▶ _Set task_
For each statement below, say whether it agrees with the article on Canada's conservatives, answering yes or no and quoting the words of the article that decide it: (a) Garfield Dunlop already holds office and is running for a seat in the provincial parliament. (b) Polls show that voters are ready to oust the Progressive Conservatives. (c) The Progressive Conservatives have been in power for ten years.

▶ _Selected extract_
Canada's conservatives shift right
| TORONTO
Garfield Dunlop is busy on the hustings, giving the same spiel at every door in his suburban Ontario district.
"I've got some literature here on same-sex marriage," says the avuncular politician, pressing a pamphlet into the palm of a white-haired woman who smiles and motions him into her home. "It's a sin," he continues, climbing into the foyer. "And it could tear apart the fabric of our society."
For a man in for the political fight of his life, an incumbent running for a seat in the provincial parliament, Mr. Dunlop's rhetoric could read like a death wish. After all, this is Ontario, which hardly seems poised to move further to the right. Polls show that voters in the Oct. 2 election are ready to oust the Progressive Conservatives, whose tax-and service-cutting measures have fallen out of favor after seven years in power.
But in the first election since a June court ruling legalized gay marriage here, Dunlop is testing a new strategy. Increasingly, conservatives are trying to capitalize on a backlash by Canada's "silent majority" - those who think that the country has lurched too far to the left. If successful, it's a political calculus that could play out well beyond Ontario's borders.

▶ _Data shown_
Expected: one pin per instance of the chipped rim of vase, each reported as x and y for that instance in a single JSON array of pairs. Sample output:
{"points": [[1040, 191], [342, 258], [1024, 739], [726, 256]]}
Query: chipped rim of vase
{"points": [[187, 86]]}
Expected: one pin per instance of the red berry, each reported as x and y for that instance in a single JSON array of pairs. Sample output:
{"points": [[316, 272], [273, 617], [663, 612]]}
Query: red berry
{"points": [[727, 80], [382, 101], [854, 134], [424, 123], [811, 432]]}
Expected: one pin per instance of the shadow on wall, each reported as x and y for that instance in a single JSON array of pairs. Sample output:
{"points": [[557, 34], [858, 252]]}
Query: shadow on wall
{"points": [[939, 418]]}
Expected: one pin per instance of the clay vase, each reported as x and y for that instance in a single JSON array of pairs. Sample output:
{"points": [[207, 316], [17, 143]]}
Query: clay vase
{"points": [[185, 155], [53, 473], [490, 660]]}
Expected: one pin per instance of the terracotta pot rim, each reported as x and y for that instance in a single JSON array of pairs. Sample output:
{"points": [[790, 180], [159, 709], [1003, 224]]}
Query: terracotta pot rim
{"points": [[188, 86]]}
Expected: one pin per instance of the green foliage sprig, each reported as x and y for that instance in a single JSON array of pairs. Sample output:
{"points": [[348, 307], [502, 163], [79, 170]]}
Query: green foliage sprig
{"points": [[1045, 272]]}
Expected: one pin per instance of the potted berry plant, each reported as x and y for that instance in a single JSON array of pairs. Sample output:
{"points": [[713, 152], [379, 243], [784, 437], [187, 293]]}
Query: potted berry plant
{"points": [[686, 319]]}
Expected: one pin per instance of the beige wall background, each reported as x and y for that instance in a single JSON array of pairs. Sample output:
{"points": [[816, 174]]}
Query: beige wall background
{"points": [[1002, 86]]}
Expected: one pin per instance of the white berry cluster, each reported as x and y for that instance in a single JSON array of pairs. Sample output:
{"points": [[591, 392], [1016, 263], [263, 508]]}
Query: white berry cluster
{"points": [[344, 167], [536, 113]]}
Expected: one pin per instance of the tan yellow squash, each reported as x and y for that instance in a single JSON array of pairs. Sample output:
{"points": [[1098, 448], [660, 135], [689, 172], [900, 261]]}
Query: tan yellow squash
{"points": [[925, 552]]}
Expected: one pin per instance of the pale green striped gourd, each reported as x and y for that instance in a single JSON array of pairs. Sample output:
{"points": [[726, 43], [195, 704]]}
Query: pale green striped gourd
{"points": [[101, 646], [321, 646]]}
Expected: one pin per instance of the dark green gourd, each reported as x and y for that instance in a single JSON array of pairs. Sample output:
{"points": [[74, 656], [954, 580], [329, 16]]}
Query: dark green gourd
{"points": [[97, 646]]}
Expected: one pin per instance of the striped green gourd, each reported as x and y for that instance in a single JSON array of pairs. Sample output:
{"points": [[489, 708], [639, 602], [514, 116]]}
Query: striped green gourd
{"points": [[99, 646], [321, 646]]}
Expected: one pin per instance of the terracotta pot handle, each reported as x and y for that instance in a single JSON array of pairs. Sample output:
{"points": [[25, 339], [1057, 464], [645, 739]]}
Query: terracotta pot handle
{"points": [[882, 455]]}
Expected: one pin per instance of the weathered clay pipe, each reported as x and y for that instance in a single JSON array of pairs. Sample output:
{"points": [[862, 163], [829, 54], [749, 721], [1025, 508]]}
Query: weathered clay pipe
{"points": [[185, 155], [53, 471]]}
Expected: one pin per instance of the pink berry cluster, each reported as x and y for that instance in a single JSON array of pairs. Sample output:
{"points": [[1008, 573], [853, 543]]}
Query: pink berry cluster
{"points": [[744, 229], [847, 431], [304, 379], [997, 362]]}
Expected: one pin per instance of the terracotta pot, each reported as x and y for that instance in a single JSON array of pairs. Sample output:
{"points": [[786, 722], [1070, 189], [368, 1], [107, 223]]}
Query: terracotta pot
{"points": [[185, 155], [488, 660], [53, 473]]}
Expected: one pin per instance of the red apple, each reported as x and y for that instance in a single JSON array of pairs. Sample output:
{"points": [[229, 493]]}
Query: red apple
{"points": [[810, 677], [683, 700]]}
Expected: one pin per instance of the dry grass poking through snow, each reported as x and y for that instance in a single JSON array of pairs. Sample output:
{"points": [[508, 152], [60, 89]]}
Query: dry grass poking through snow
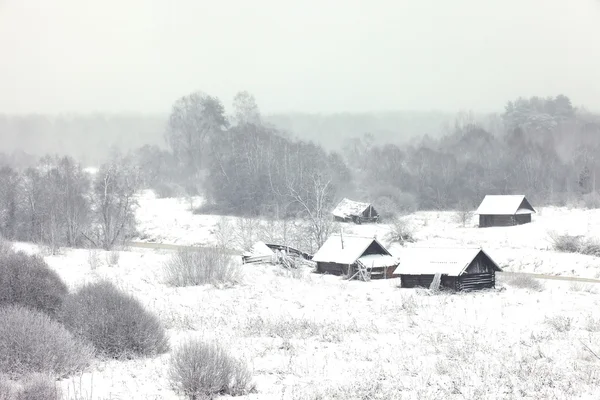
{"points": [[200, 267], [525, 282], [576, 244], [202, 370], [114, 322], [33, 387], [31, 342], [27, 280]]}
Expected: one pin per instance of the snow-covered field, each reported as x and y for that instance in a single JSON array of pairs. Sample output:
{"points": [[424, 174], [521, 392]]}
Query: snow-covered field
{"points": [[308, 337], [525, 248]]}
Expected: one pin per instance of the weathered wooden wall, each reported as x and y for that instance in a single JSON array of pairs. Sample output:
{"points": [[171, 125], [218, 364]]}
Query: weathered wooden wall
{"points": [[480, 274], [503, 220], [332, 268], [468, 282]]}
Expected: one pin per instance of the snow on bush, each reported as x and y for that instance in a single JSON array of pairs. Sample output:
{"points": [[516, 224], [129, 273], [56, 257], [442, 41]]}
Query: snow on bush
{"points": [[38, 387], [114, 322], [401, 231], [30, 342], [27, 280], [201, 370], [202, 266], [575, 244]]}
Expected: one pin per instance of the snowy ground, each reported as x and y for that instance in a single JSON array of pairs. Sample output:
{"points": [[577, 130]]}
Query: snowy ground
{"points": [[308, 337], [525, 248]]}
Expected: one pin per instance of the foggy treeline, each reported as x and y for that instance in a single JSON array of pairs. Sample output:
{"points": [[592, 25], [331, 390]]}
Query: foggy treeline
{"points": [[245, 165], [91, 138], [542, 147]]}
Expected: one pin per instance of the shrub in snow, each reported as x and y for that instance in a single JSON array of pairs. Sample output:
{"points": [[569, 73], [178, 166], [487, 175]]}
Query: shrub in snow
{"points": [[114, 322], [33, 387], [201, 266], [575, 244], [526, 282], [592, 324], [560, 323], [28, 280], [7, 389], [38, 387], [32, 342], [401, 231], [164, 190], [201, 370]]}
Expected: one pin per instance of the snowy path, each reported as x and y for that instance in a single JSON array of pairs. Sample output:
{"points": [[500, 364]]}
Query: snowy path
{"points": [[166, 246]]}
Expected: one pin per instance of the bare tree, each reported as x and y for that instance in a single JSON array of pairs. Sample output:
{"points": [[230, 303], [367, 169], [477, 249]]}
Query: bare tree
{"points": [[9, 200], [194, 119], [314, 196], [245, 109], [113, 202]]}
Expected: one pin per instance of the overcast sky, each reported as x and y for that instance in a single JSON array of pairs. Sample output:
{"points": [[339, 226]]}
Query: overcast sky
{"points": [[296, 55]]}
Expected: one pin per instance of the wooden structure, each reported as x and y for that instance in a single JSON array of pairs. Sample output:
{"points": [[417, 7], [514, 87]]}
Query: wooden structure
{"points": [[459, 268], [354, 211], [270, 253], [290, 251], [356, 257], [259, 253], [507, 210]]}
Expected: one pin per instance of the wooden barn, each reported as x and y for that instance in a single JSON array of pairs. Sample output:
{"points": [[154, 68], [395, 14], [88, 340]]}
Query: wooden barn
{"points": [[353, 256], [459, 268], [353, 211], [506, 210]]}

▶ _The result_
(a) Yes: "an incumbent running for a seat in the provincial parliament"
(b) Yes: "Polls show that voters in the Oct. 2 election are ready to oust the Progressive Conservatives"
(c) No: "after seven years in power"